Task requirements: Tally the lines in the records below that contain the string "hillside". Reply with the count alone.

[Dataset rows]
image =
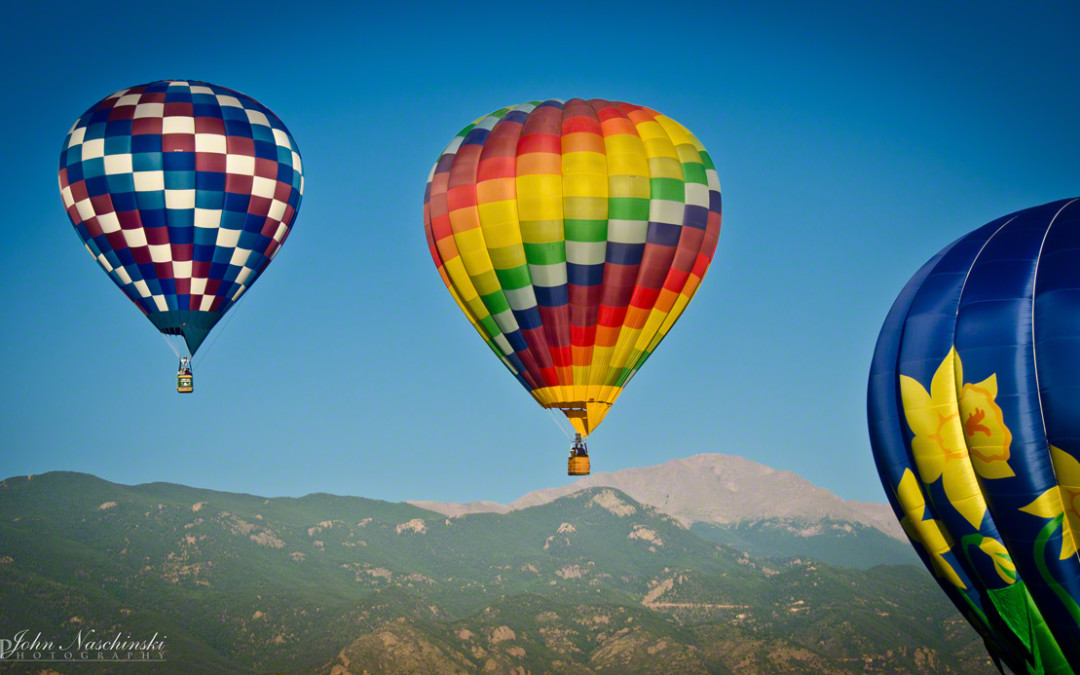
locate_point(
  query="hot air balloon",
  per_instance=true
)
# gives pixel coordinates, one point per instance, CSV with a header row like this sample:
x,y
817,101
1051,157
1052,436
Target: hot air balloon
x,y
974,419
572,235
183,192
...
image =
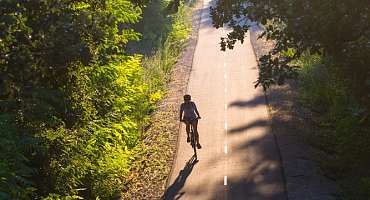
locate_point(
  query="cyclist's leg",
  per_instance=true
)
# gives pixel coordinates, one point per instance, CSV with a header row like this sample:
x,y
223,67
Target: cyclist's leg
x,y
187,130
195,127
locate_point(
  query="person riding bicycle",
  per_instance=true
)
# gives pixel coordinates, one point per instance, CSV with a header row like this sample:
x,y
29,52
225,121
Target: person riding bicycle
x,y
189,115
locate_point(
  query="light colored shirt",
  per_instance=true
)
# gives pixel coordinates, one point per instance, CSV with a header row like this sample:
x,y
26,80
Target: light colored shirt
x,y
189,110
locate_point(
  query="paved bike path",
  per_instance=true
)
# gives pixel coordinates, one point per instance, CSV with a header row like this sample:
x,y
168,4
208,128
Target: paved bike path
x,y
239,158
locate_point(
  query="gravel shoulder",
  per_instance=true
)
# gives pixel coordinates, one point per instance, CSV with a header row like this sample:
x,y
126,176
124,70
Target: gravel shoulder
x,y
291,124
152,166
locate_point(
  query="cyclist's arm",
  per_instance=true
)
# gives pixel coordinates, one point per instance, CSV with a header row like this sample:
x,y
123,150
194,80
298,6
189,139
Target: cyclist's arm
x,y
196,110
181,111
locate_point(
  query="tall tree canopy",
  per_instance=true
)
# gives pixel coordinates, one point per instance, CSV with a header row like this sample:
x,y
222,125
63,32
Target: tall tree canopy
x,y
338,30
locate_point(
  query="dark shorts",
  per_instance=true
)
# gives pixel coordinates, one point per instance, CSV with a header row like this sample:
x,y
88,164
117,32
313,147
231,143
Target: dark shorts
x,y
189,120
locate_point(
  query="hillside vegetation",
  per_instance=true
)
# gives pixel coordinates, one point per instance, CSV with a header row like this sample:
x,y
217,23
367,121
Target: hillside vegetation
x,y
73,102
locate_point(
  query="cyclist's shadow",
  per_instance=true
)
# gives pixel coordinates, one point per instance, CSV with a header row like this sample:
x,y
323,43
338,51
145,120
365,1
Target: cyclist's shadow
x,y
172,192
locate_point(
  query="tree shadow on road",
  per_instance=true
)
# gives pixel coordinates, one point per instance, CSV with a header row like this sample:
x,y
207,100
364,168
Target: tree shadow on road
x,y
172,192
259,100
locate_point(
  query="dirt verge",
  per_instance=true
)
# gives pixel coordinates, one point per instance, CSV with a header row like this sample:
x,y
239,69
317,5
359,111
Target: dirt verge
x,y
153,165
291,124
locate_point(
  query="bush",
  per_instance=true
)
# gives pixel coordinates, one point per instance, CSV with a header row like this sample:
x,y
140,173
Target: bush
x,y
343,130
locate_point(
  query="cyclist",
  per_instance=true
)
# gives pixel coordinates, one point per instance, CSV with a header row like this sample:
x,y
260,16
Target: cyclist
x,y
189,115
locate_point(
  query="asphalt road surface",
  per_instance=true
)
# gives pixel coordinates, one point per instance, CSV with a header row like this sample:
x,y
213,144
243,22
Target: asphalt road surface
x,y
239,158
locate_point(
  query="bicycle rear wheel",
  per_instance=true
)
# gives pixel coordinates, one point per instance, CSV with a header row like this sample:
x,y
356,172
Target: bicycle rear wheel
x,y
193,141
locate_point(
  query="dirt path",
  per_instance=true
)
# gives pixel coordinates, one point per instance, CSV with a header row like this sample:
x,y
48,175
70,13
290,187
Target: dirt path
* * *
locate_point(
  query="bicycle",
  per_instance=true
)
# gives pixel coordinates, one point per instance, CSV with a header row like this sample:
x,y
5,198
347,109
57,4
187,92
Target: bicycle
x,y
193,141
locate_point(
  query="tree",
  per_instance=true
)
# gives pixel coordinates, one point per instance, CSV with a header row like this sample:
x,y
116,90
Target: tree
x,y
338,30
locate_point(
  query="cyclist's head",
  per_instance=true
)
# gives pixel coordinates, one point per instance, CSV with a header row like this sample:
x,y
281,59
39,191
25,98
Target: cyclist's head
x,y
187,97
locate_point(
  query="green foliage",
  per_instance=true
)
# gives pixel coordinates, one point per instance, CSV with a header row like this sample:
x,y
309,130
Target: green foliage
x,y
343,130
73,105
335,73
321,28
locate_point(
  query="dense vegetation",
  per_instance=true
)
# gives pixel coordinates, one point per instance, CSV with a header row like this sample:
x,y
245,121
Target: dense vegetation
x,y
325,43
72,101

Solution to this exercise: 2